**Problem statement:** For this exercise, write out each entry below exactly, omitting the images.

********

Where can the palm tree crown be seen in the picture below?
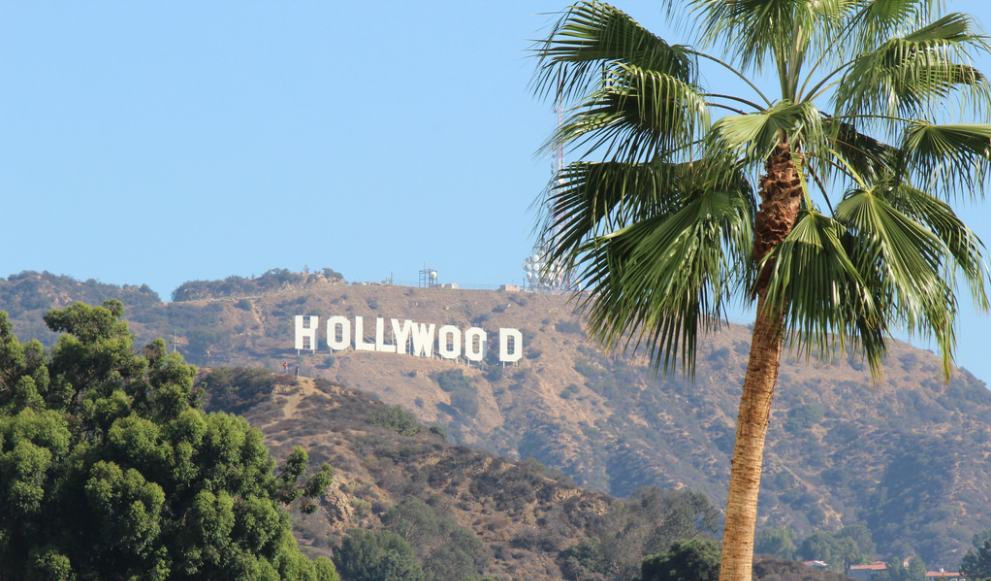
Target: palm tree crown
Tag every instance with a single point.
(825, 197)
(662, 227)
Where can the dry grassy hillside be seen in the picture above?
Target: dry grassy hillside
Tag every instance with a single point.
(908, 457)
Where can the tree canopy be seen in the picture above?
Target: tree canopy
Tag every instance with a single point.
(109, 470)
(823, 197)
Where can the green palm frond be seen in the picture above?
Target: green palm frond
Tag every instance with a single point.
(592, 35)
(909, 267)
(754, 136)
(593, 199)
(826, 301)
(868, 157)
(879, 20)
(654, 283)
(758, 29)
(909, 75)
(956, 155)
(965, 248)
(635, 114)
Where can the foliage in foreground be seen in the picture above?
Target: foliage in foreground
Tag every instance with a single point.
(110, 472)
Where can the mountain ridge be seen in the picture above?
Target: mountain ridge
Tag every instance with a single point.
(908, 456)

********

**Exercise output:**
Where can the palm tree crown be seen in the picture below?
Target: palm tree crown
Tag every instance with a single point.
(825, 197)
(662, 227)
Where can the dry grassy hillside be seen in the picture above?
Target: dry grassy hillside
Tag every instance with a single point.
(908, 457)
Where can the tree canopy be seen in the picture above?
Target: tree canopy
Tag every instance with a single point.
(109, 470)
(823, 197)
Where can the green palm frond be seen in the picture above?
Target: green palm frond
Tag every instance with a single point.
(592, 35)
(909, 267)
(754, 136)
(593, 199)
(826, 301)
(868, 157)
(879, 20)
(654, 283)
(758, 29)
(909, 75)
(956, 155)
(965, 248)
(635, 114)
Where can the foliage in foreground be seen in the picture above?
Target: foliage in foreground
Tag every instance with a single point.
(110, 472)
Where can the mountain ridge be seen in the picture above?
Target: mountain ridge
Tag every instance with a single point.
(908, 456)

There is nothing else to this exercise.